(Beginning of Text segment)
USTA researchers have developed a new, cloud-based learning platform for artificial intelligence (AI) that can teach computers how to learn.
Paul Rad, assistant director of the UTSA Open Cloud Institute teamed up with Nicole Beebe, Melvin Lachman Distinguished Professor in Entrepreneurship and director of the UTSA Cyber Center for Security and Analytics to create this learning platform.
Rad said, “Cognitive learning is all about teaching computers to learn without having to explicitly program them," Rad said. "In this study, we're presenting an entirely new platform for machine learning to teach computers to learn the way we do."
In order to build this platform, Rad and Beebe studied how human learning, understanding and education evolved over five centuries. This thorough research allowed them to understand just how humans learn, and then teach computers human learning techniques like deductive reasoning.
"Our goal here is to teach the machine to become smarter so that it can help us. That's what they're here to do," Rad said. "So how do we become better? We learn from experience."
Along with studying learning over centuries, the researchers also focused on learning over a lifetime. Each stage of life has a different lesson to offer about human learning. Children start learning by identifying different objects like faces and toys. They then move on to understanding and learning communication. This is the key to the thought process in the later years of life.
Rad and Beebe want to develop AI agents that can learn automatic threat detection. They want to develop an AI agent that can learn network traffic patterns and normal behavior so it can detect new attacks before they cause damage.
(End of Text segment)
## Task instructions:
From the article about the AI learning platform, copy word for word the passage that begins at "USTA researchers have" and stops after "this learning platform.". Rely only on the article about the AI learning platform.
(Beginning of Records provided)
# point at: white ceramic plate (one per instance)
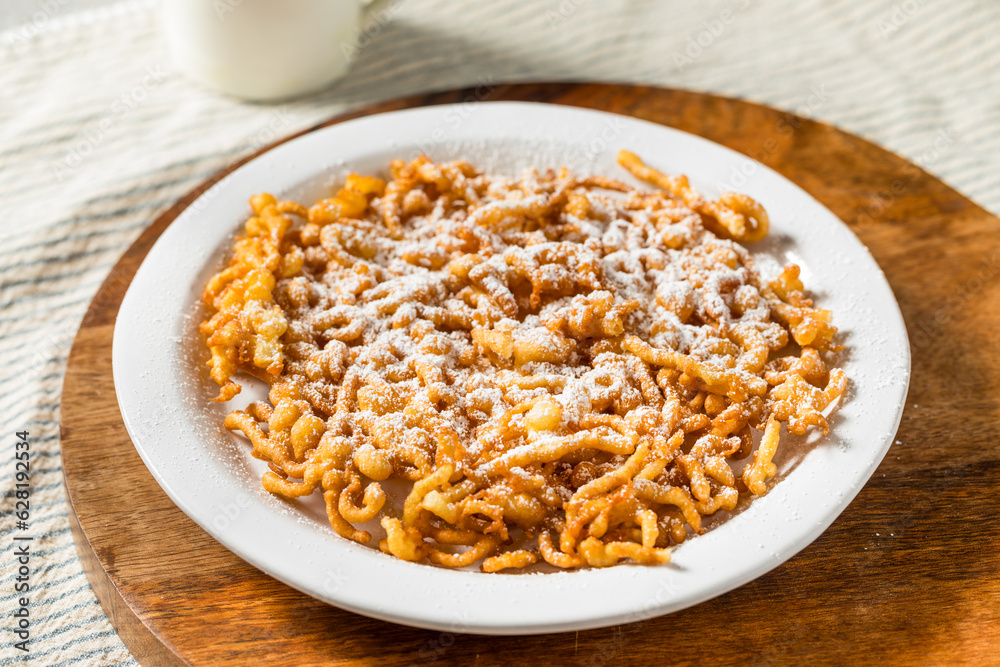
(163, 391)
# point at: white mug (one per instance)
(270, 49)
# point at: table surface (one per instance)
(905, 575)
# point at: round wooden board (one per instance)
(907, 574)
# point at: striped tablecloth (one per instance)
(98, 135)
(End of Records provided)
(Beginning of Records provided)
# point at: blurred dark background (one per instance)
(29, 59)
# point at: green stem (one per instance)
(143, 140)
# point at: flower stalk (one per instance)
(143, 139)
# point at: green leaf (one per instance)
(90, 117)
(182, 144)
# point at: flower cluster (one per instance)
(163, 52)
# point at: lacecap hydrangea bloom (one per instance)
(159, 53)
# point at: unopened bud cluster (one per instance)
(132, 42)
(End of Records provided)
## Answer to the problem:
USTA researchers have developed a new, cloud-based learning platform for artificial intelligence (AI) that can teach computers how to learn.
Paul Rad, assistant director of the UTSA Open Cloud Institute teamed up with Nicole Beebe, Melvin Lachman Distinguished Professor in Entrepreneurship and director of the UTSA Cyber Center for Security and Analytics to create this learning platform.